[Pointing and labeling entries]
= = = =

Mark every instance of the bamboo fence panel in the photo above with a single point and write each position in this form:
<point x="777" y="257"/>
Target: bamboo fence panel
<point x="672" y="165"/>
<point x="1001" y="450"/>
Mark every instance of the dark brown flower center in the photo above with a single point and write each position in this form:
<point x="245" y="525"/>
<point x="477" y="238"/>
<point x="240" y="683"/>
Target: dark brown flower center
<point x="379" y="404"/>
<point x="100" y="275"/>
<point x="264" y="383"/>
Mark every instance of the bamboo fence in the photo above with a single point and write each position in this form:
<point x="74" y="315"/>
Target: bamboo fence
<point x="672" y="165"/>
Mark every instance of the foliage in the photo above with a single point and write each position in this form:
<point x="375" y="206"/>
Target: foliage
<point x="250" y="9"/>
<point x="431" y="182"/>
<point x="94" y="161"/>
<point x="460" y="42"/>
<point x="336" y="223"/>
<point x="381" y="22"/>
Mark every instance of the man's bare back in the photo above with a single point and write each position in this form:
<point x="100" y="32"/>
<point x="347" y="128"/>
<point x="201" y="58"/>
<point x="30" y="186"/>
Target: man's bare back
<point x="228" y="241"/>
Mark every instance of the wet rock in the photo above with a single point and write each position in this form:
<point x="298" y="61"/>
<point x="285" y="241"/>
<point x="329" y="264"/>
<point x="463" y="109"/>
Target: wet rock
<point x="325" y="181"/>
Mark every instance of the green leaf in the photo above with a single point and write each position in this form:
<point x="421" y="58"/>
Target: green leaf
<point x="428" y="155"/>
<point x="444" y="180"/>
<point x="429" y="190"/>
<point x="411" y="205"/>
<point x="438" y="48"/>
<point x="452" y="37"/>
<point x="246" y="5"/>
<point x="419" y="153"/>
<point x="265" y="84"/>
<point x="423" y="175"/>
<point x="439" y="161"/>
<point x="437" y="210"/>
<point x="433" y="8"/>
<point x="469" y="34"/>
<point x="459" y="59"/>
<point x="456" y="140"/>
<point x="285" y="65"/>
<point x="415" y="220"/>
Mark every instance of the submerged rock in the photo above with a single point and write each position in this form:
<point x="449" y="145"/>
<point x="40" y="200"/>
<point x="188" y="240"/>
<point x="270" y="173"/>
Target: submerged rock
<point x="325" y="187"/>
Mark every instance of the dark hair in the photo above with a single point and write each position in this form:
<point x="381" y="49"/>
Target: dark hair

= = = =

[What to produce]:
Turn the lines of the records above into a JSON list of strings, with one string per line and blank lines left out.

[Task result]:
[
  "Mark every instance of the bamboo fence panel in the photo above with a single point and write each position in this form:",
  "<point x=\"777\" y=\"257\"/>",
  "Target: bamboo fence panel",
  "<point x=\"672\" y=\"165\"/>",
  "<point x=\"1001\" y=\"450\"/>",
  "Mark every instance of the dark brown flower center in the photo above with a single point and write each position in this form:",
  "<point x=\"245\" y=\"525\"/>",
  "<point x=\"477\" y=\"238\"/>",
  "<point x=\"240\" y=\"683\"/>",
  "Target: dark brown flower center",
  "<point x=\"379\" y=\"404\"/>",
  "<point x=\"100\" y=\"275\"/>",
  "<point x=\"264\" y=\"383\"/>",
  "Mark every instance of the bamboo fence in the photo above with a single point and write each position in this form:",
  "<point x=\"74\" y=\"315\"/>",
  "Target: bamboo fence",
  "<point x=\"672\" y=\"165\"/>",
  "Mark every instance of the foliage in the photo above with a single point and write each position in this form:",
  "<point x=\"375\" y=\"206\"/>",
  "Target: foliage",
  "<point x=\"250\" y=\"9\"/>",
  "<point x=\"431\" y=\"182\"/>",
  "<point x=\"94\" y=\"161\"/>",
  "<point x=\"460\" y=\"42\"/>",
  "<point x=\"336\" y=\"223\"/>",
  "<point x=\"381\" y=\"22\"/>",
  "Mark every instance of the man's bare back in the photo above with a single point and write each position in this form:",
  "<point x=\"100\" y=\"32\"/>",
  "<point x=\"347\" y=\"128\"/>",
  "<point x=\"201\" y=\"58\"/>",
  "<point x=\"30\" y=\"186\"/>",
  "Target: man's bare back",
  "<point x=\"228\" y=\"241\"/>",
  "Mark every instance of the wet rock in the photo above with a single point and write each position in this form:",
  "<point x=\"298\" y=\"61\"/>",
  "<point x=\"285\" y=\"241\"/>",
  "<point x=\"329\" y=\"264\"/>",
  "<point x=\"463\" y=\"109\"/>",
  "Target: wet rock",
  "<point x=\"325\" y=\"181\"/>",
  "Mark every instance of the green leaf in the photo above with a single point and write each position in this form:",
  "<point x=\"421\" y=\"58\"/>",
  "Target: green leaf",
  "<point x=\"428\" y=\"155\"/>",
  "<point x=\"444\" y=\"180\"/>",
  "<point x=\"429\" y=\"190\"/>",
  "<point x=\"411\" y=\"205\"/>",
  "<point x=\"438\" y=\"48\"/>",
  "<point x=\"452\" y=\"37\"/>",
  "<point x=\"246\" y=\"5\"/>",
  "<point x=\"419\" y=\"153\"/>",
  "<point x=\"265\" y=\"84\"/>",
  "<point x=\"423\" y=\"175\"/>",
  "<point x=\"439\" y=\"161\"/>",
  "<point x=\"437\" y=\"210\"/>",
  "<point x=\"433\" y=\"8\"/>",
  "<point x=\"469\" y=\"34\"/>",
  "<point x=\"459\" y=\"59\"/>",
  "<point x=\"456\" y=\"140\"/>",
  "<point x=\"285\" y=\"65\"/>",
  "<point x=\"415\" y=\"220\"/>",
  "Mark every instance of the submerged rock in the photo above with a single point and write each position in this form:",
  "<point x=\"449\" y=\"145\"/>",
  "<point x=\"40\" y=\"200\"/>",
  "<point x=\"188\" y=\"240\"/>",
  "<point x=\"270\" y=\"173\"/>",
  "Target: submerged rock",
  "<point x=\"325\" y=\"187\"/>",
  "Mark every instance of the dark hair in the photo above with a single point and write each position in this form:",
  "<point x=\"381\" y=\"49\"/>",
  "Target: dark hair"
]